# MATERIAL SUPPLIED start

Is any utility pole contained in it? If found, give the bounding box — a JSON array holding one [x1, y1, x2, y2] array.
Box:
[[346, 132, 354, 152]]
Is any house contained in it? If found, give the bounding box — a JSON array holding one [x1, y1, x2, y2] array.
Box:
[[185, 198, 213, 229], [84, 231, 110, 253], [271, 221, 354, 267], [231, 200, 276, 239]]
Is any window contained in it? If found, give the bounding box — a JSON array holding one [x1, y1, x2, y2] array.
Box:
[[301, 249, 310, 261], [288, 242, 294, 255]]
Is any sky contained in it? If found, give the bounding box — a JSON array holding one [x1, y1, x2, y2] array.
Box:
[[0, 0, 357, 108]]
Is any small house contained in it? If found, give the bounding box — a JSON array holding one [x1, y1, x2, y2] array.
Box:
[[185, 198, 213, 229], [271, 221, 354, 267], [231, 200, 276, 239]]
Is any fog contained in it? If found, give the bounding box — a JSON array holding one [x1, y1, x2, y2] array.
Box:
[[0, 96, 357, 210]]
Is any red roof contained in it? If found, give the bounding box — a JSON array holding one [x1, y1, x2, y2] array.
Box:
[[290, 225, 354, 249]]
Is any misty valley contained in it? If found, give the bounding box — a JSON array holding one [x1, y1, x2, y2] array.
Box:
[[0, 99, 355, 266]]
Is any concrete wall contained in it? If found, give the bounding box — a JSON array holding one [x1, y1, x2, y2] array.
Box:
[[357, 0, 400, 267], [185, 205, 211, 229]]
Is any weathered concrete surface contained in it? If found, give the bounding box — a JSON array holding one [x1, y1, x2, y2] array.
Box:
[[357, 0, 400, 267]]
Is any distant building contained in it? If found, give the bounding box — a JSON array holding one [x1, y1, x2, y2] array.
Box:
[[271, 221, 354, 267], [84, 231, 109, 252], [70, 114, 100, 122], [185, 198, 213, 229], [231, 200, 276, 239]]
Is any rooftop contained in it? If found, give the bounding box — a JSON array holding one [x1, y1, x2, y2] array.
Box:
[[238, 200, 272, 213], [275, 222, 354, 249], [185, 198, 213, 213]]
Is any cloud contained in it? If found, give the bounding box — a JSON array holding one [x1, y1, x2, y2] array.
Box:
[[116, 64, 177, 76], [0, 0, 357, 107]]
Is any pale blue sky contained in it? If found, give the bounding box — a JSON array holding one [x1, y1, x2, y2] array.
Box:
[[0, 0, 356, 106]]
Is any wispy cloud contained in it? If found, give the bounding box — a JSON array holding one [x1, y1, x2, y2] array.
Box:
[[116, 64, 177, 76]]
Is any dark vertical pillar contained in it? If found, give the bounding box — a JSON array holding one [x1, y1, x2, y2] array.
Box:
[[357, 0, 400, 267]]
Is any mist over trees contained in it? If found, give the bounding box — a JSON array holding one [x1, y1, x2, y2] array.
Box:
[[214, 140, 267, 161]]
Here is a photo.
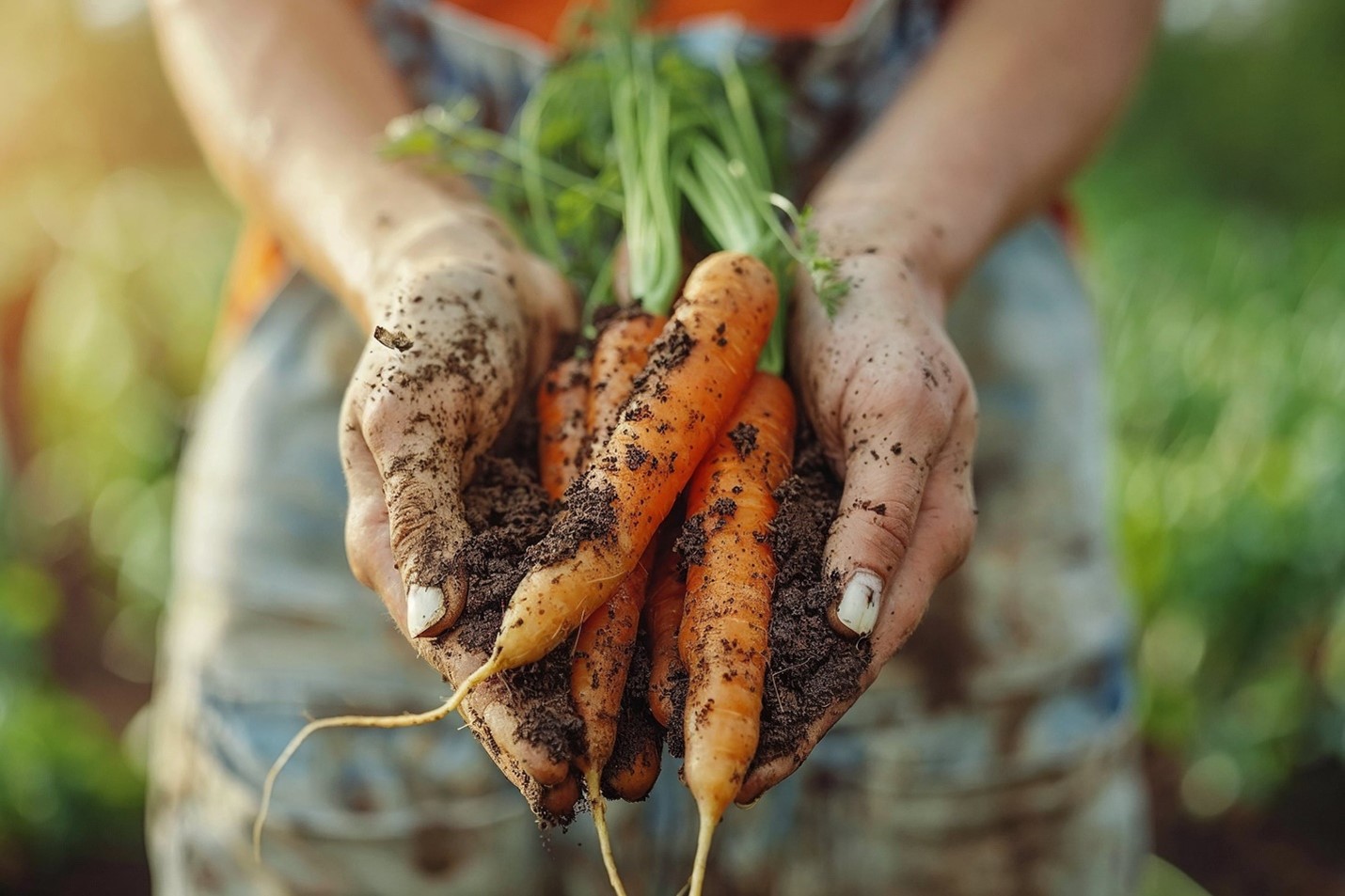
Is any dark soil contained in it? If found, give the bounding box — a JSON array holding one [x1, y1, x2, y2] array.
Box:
[[1145, 747, 1345, 896], [603, 625, 663, 799], [408, 440, 584, 821], [669, 428, 873, 765], [754, 429, 873, 764]]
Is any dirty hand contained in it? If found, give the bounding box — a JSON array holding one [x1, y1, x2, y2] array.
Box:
[[738, 233, 976, 802], [340, 212, 576, 807]]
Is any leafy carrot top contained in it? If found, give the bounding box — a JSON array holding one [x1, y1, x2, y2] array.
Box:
[[385, 3, 848, 372]]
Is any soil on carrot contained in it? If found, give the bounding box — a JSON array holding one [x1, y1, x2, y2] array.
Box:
[[603, 625, 663, 799], [669, 427, 873, 767], [408, 438, 582, 822]]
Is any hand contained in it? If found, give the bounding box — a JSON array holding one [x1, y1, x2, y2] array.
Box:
[[340, 216, 577, 809], [738, 235, 976, 802]]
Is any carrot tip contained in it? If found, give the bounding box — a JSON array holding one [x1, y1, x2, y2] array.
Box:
[[584, 768, 625, 896], [253, 661, 486, 862], [688, 808, 720, 896]]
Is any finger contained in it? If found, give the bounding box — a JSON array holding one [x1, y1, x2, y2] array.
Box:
[[340, 403, 406, 634], [519, 256, 579, 381], [870, 394, 976, 656], [461, 685, 579, 819], [360, 385, 469, 637], [737, 400, 976, 803], [825, 394, 948, 637], [416, 634, 573, 787]]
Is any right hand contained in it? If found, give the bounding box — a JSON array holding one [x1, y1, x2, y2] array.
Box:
[[340, 218, 577, 805]]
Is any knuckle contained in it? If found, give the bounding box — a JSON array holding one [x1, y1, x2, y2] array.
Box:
[[838, 497, 916, 574]]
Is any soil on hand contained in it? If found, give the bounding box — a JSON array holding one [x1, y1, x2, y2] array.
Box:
[[753, 427, 873, 765], [408, 440, 582, 822]]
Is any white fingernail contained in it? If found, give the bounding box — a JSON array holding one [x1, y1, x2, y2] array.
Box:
[[406, 585, 444, 637], [836, 569, 882, 637]]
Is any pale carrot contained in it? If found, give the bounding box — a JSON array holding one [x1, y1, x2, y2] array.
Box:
[[678, 372, 795, 896], [256, 252, 779, 860], [537, 355, 589, 500]]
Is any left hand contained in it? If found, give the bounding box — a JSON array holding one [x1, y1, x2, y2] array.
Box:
[[738, 237, 976, 802]]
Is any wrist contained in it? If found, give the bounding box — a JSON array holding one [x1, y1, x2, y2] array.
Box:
[[813, 200, 960, 321], [270, 152, 515, 322]]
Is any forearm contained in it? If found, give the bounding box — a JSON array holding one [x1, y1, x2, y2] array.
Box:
[[813, 0, 1158, 294], [153, 0, 502, 322]]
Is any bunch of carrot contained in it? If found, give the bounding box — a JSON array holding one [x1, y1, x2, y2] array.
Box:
[[259, 4, 846, 893]]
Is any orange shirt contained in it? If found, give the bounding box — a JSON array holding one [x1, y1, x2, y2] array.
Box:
[[440, 0, 853, 40]]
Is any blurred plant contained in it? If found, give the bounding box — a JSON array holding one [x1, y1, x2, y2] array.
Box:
[[0, 0, 234, 892], [1079, 3, 1345, 815]]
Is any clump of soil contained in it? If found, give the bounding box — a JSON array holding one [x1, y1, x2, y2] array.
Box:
[[667, 428, 873, 767], [408, 438, 584, 824], [753, 429, 873, 765]]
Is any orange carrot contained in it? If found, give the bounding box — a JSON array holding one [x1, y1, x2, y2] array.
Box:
[[644, 518, 686, 728], [603, 637, 663, 803], [537, 356, 589, 500], [444, 252, 778, 688], [570, 312, 667, 895], [678, 372, 795, 896]]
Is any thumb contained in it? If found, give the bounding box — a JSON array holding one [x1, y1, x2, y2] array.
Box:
[[827, 391, 976, 635], [352, 382, 471, 637]]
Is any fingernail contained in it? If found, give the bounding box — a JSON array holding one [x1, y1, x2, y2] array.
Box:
[[406, 585, 444, 637], [836, 569, 882, 637]]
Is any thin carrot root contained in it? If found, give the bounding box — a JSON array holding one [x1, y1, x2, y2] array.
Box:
[[584, 767, 625, 896], [253, 659, 500, 862], [688, 806, 720, 896]]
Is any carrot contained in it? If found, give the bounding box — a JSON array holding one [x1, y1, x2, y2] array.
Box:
[[644, 526, 686, 728], [444, 245, 778, 712], [678, 372, 795, 896], [579, 311, 667, 454], [570, 312, 667, 896], [537, 356, 589, 500]]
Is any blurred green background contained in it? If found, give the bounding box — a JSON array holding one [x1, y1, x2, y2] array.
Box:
[[0, 0, 1345, 896]]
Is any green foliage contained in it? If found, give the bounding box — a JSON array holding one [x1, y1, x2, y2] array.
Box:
[[385, 16, 848, 352]]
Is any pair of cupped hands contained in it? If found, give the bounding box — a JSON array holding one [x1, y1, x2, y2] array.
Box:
[[340, 211, 976, 811]]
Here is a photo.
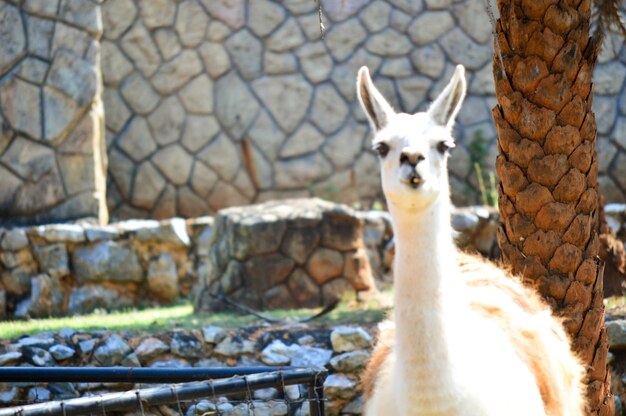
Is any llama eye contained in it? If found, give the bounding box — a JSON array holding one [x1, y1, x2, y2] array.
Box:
[[374, 143, 389, 157], [437, 140, 454, 154]]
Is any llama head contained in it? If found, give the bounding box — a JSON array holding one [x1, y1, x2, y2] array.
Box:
[[357, 65, 466, 211]]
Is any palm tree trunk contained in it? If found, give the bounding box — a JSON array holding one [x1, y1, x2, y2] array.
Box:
[[493, 0, 613, 416]]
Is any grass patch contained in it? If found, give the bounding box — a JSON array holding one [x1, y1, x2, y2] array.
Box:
[[0, 294, 389, 339]]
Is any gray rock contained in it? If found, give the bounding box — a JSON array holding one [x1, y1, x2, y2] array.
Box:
[[0, 387, 20, 404], [324, 374, 357, 400], [148, 96, 185, 146], [72, 241, 143, 283], [170, 333, 205, 358], [0, 351, 22, 366], [175, 0, 209, 48], [248, 0, 285, 38], [26, 387, 52, 403], [121, 22, 161, 78], [151, 49, 202, 94], [48, 383, 78, 400], [215, 71, 260, 140], [0, 4, 26, 75], [49, 344, 76, 361], [78, 339, 96, 355], [94, 334, 131, 367], [252, 74, 312, 133], [135, 337, 170, 361], [606, 319, 626, 350], [22, 346, 56, 367], [150, 358, 191, 368], [202, 326, 226, 344], [330, 326, 373, 352], [68, 285, 134, 314], [326, 19, 366, 62], [34, 243, 70, 277], [330, 350, 370, 373], [0, 228, 28, 251], [225, 29, 263, 81], [365, 28, 412, 56]]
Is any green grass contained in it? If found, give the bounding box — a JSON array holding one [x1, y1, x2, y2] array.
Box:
[[0, 295, 388, 339]]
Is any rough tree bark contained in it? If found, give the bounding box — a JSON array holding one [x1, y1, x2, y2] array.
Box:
[[493, 0, 613, 416]]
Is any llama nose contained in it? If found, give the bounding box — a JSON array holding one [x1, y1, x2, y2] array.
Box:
[[400, 150, 424, 167]]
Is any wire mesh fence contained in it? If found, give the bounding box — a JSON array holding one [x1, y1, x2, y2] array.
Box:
[[0, 367, 327, 416]]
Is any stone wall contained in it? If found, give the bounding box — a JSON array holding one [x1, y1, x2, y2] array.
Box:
[[0, 325, 374, 416], [0, 0, 108, 224], [95, 0, 626, 218]]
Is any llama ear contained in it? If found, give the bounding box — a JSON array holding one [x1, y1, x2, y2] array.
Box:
[[428, 65, 467, 127], [356, 66, 395, 131]]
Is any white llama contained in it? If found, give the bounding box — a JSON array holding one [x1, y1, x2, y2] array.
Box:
[[357, 65, 584, 416]]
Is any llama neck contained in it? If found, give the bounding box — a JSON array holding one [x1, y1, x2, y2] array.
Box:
[[390, 195, 464, 396]]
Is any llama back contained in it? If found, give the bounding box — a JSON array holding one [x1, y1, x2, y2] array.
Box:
[[459, 254, 585, 416]]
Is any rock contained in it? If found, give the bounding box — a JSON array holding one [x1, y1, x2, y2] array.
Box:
[[326, 19, 366, 62], [35, 243, 70, 277], [202, 326, 226, 344], [121, 23, 161, 78], [178, 74, 213, 114], [135, 337, 170, 362], [0, 79, 42, 139], [152, 144, 193, 185], [15, 274, 64, 318], [181, 115, 220, 154], [148, 96, 185, 146], [0, 228, 28, 251], [49, 344, 76, 361], [0, 351, 22, 366], [170, 333, 204, 358], [330, 350, 370, 373], [118, 72, 159, 115], [248, 0, 285, 38], [311, 84, 350, 134], [225, 29, 263, 81], [151, 49, 202, 94], [341, 395, 365, 415], [365, 28, 412, 56], [291, 346, 333, 367], [22, 346, 56, 367], [359, 1, 392, 33], [0, 4, 26, 76], [324, 374, 356, 400], [150, 359, 191, 368], [48, 383, 79, 400], [147, 253, 178, 302], [72, 241, 143, 283], [215, 71, 260, 140], [175, 0, 209, 48], [46, 49, 98, 107], [254, 387, 278, 401], [154, 28, 182, 61], [0, 387, 20, 405], [252, 74, 312, 133], [306, 248, 344, 285], [200, 0, 246, 30], [68, 285, 134, 314], [330, 326, 373, 352], [261, 340, 300, 365], [27, 387, 52, 403], [274, 153, 333, 189], [94, 334, 131, 367]]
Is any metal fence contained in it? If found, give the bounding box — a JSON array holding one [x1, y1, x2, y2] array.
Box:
[[0, 367, 328, 416]]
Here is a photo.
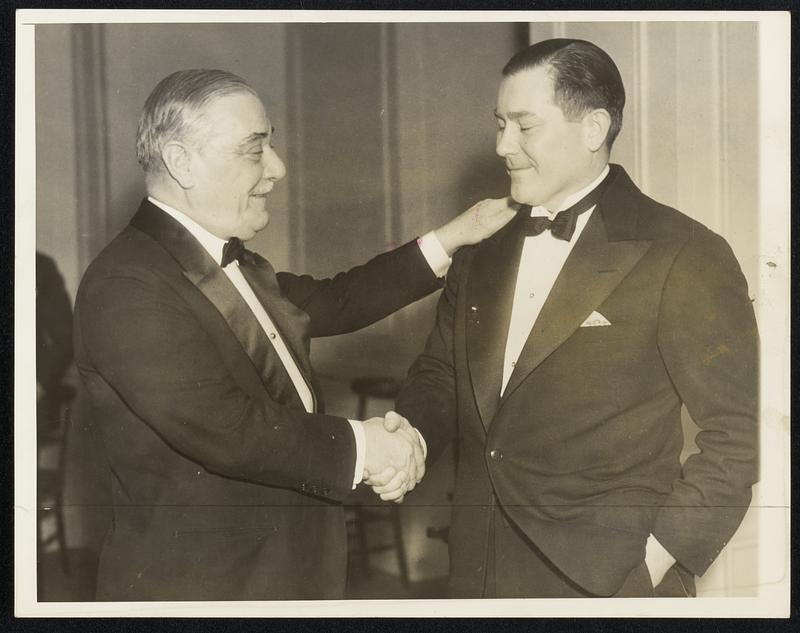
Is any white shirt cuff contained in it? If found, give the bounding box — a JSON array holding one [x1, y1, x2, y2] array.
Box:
[[414, 427, 428, 459], [417, 231, 453, 277], [348, 420, 367, 488]]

# MATERIAL SUPPLIED end

◆ YOUR OBJECTIVE
Please reproduce the items from the line containing "Is any pale carrot" through the line containing "[[259, 4, 846, 893]]", with both ends included.

◆ FINAL RESULT
Is any pale carrot contained in it? If found, give the bounding box — a JSON array holding one [x1, y1, x2, y2] array.
Box:
[[678, 372, 795, 896], [256, 252, 779, 860], [537, 355, 589, 500]]
Is any left hand contained in it? If found, give the bounding box — a JSON array holding one [x1, y1, x2, y2] array.
Box:
[[738, 237, 976, 802]]
Is any wrist contained in it? If found, give the bounding box — a JSON array holding one [x1, y1, x2, y2] array.
Box:
[[813, 200, 960, 321], [270, 152, 515, 322]]
Is any forearm contained in it? If found, give the bounding box — a JSON array holding one [x1, y1, x2, y2] array.
Box:
[[813, 0, 1158, 294], [153, 0, 502, 322]]
Is any bunch of carrot contained in it? If found, give the bounding box — a JSON array holding one [x1, y1, x2, y2] array.
Box:
[[259, 4, 846, 893]]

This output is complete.